**Location labeling items:**
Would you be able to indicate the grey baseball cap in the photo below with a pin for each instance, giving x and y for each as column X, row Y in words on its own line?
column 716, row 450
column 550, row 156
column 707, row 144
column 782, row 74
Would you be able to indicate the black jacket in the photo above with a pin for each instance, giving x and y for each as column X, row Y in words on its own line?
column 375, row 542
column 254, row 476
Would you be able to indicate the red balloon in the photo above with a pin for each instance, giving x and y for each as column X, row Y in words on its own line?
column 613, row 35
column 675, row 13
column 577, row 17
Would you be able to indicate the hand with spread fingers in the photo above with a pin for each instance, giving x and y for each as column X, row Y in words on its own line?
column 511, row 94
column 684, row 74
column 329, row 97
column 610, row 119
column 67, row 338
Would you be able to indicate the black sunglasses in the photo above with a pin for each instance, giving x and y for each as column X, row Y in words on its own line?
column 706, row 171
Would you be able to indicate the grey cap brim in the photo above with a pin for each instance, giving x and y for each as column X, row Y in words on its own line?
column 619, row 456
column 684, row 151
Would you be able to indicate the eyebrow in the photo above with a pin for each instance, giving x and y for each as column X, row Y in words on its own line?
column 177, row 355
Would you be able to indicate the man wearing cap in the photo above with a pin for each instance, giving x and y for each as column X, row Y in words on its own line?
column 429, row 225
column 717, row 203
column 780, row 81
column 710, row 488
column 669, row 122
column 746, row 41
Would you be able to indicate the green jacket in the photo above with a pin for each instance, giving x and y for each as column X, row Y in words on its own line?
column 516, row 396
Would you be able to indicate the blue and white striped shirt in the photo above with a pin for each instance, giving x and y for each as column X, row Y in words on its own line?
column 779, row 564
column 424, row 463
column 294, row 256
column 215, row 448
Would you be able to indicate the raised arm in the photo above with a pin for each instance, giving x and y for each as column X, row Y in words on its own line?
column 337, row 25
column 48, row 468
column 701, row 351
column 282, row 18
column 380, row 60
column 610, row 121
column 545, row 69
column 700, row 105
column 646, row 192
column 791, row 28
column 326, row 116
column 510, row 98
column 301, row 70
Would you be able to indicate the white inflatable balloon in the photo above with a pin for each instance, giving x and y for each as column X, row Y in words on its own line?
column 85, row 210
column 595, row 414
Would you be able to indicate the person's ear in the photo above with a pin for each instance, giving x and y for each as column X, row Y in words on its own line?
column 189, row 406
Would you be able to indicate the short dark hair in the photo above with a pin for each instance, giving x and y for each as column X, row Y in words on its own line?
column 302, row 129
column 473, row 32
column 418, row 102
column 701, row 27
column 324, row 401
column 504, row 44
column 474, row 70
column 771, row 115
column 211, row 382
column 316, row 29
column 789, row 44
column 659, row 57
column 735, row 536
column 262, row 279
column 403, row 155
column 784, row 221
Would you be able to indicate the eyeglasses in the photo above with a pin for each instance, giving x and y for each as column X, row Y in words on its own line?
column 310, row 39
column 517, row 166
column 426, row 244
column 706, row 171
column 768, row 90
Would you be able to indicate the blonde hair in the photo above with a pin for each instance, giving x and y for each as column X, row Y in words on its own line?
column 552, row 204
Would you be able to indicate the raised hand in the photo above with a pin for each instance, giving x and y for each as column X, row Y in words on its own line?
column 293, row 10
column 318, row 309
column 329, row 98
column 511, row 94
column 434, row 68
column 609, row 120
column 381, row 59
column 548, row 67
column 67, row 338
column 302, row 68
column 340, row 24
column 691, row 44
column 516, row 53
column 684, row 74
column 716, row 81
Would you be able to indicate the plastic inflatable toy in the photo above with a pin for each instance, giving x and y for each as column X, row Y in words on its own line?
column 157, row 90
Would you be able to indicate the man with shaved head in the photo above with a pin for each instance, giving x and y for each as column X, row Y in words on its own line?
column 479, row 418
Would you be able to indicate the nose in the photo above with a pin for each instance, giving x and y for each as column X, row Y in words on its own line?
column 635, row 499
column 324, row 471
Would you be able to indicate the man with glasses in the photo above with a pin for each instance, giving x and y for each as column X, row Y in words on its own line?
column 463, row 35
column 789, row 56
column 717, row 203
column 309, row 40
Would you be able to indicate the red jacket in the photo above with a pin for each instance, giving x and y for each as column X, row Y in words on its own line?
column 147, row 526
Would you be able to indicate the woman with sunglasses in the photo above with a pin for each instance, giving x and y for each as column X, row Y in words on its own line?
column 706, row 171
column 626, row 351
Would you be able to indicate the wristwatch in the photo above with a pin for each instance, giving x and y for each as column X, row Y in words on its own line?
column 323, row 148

**OBJECTIVE:** Rewrite every line of the items above as a numbered list, leaving out any blank lines.

**SOLUTION TO THIS PROBLEM:**
1. Would you be able to indicate the grey baseball cap in the photo below with a pin for each instance, giving x and y for each as column X, row Y in words on its own line?
2. column 716, row 450
3. column 550, row 156
4. column 707, row 144
5. column 782, row 74
6. Would you be able to indicate the black jacket in the photo above with a pin for each instance, giving x and y for each as column X, row Y in words on its own line?
7. column 375, row 542
8. column 254, row 476
9. Would you be able to indicate the red balloon in the photo above with a pin for each instance, giving x and y for each as column X, row Y in words on its own line?
10. column 613, row 35
11. column 675, row 13
12. column 577, row 17
13. Would you be able to indicate the hand with spread fingers in the photo above with a pin for each instance, giving x and y for each as column X, row Y in words on its own line?
14. column 511, row 94
15. column 684, row 74
16. column 329, row 97
17. column 610, row 119
18. column 67, row 338
19. Would you be able to indicate the black sunglasses in the photo above with a pin for each instance, giving x and y for each as column X, row Y in words on its own line?
20. column 706, row 171
21. Would you be able to indicate the grey cap brim in the photo above with a pin for each instance, giving x and y for each as column X, row Y in words on its own line?
22. column 619, row 456
23. column 684, row 151
24. Would you be able to indicate the eyebrow in the photo above with a pin for each instance, giving x and y for each as column X, row Y in words on its own line?
25. column 177, row 355
26. Would you be able to indicate the man wearing cap in the photo above with a pin for each instance, giving x and y for each as column X, row Y in words on its own line?
27. column 429, row 225
28. column 717, row 203
29. column 780, row 81
30. column 710, row 488
31. column 669, row 122
32. column 746, row 41
33. Would you be able to indicate the green jacket in the photo above with a pin for each instance, giving x and y for each as column X, row Y in words on its own line?
34. column 516, row 396
35. Would you be able to indicate the blue and white striped shirt in the photo above with a pin for each instance, giving x and y for each as column X, row Y in words on its own line?
36. column 779, row 564
37. column 424, row 463
38. column 294, row 256
39. column 215, row 448
40. Would you be able to indicate the raised arm in the photo above with a pin for each instance, giving x and y for each as column X, row Y in words on its own line?
41. column 337, row 25
42. column 48, row 468
43. column 701, row 351
44. column 282, row 18
45. column 380, row 60
46. column 610, row 121
47. column 545, row 69
48. column 700, row 105
49. column 646, row 192
50. column 791, row 28
51. column 326, row 116
52. column 510, row 98
53. column 301, row 70
54. Would you be able to indicate the white inflatable balloon in the photo above with a pin for each instance, giving x and y for each as column X, row Y in words on its own line?
55. column 85, row 210
56. column 595, row 414
57. Would you be able to indicate the person's ear in the photo above with a pin for each instance, giving x and y for each as column X, row Y in words on its own line?
58. column 189, row 406
59. Would you be able to indicate the short dark hair in the photo above with a pin for each instance, giving x and y for each as column X, row Y in words on its own line?
60. column 302, row 129
61. column 473, row 32
62. column 418, row 102
63. column 701, row 27
64. column 324, row 401
65. column 504, row 44
66. column 474, row 70
67. column 771, row 115
68. column 211, row 382
69. column 316, row 29
70. column 789, row 44
71. column 659, row 57
72. column 735, row 536
73. column 262, row 279
74. column 403, row 155
75. column 784, row 221
76. Would you be able to indicate the eyeglasses in the photo above with a pin for each instance, giving x and y for each as column X, row Y in words on its own line?
77. column 310, row 39
78. column 517, row 166
79. column 426, row 244
80. column 706, row 171
81. column 768, row 90
82. Would you be able to indicate the blonde hair in the photo above with a pin for each instance, giving x and y for each as column X, row Y in words on its own line?
83. column 552, row 204
84. Would you be able to indicate the raised hand in the photo above with a pin for each instance, giving x and y for each as column X, row Y in words on its own line?
85. column 293, row 10
86. column 318, row 309
87. column 329, row 98
88. column 511, row 94
89. column 434, row 68
90. column 609, row 120
91. column 381, row 59
92. column 548, row 67
93. column 67, row 338
94. column 302, row 68
95. column 340, row 24
96. column 691, row 44
97. column 516, row 53
98. column 684, row 74
99. column 716, row 81
100. Would you be able to indicate the plastic inflatable toy in the photo above with a pin for each instance, giving x and y for each as column X, row Y in words on its own line?
101. column 157, row 90
102. Would you be able to indicate the man with shaved head in the photo above with a pin for each instance, giving x and y for each as column X, row Y in words on its own line?
103. column 479, row 418
104. Would you be able to indicate the nose in the photo above with a pin for each instance, giving x and y for each as column X, row Y in words on its own line?
105. column 635, row 499
106. column 324, row 471
107. Would you be able to indicate the man with glasses in the photo above with a pin for each instance, giving x and y for each as column X, row Y in words on its own line?
108. column 463, row 35
109. column 789, row 56
110. column 717, row 203
111. column 309, row 40
112. Would you be able to indicate the red jacket in the photo above with a pin for each instance, giving x and y for each as column X, row Y in words on its own line?
113. column 147, row 526
114. Would you be able to indicate the woman with sunglasses in the photo above with a pin for each instance, giving x and y for each as column X, row Y in words on its own line?
115. column 706, row 171
116. column 626, row 351
117. Would you be able to indicate the wristwatch in the photo above with a pin for each instance, giving x and y for each as column X, row Y in words on its own line?
118. column 323, row 148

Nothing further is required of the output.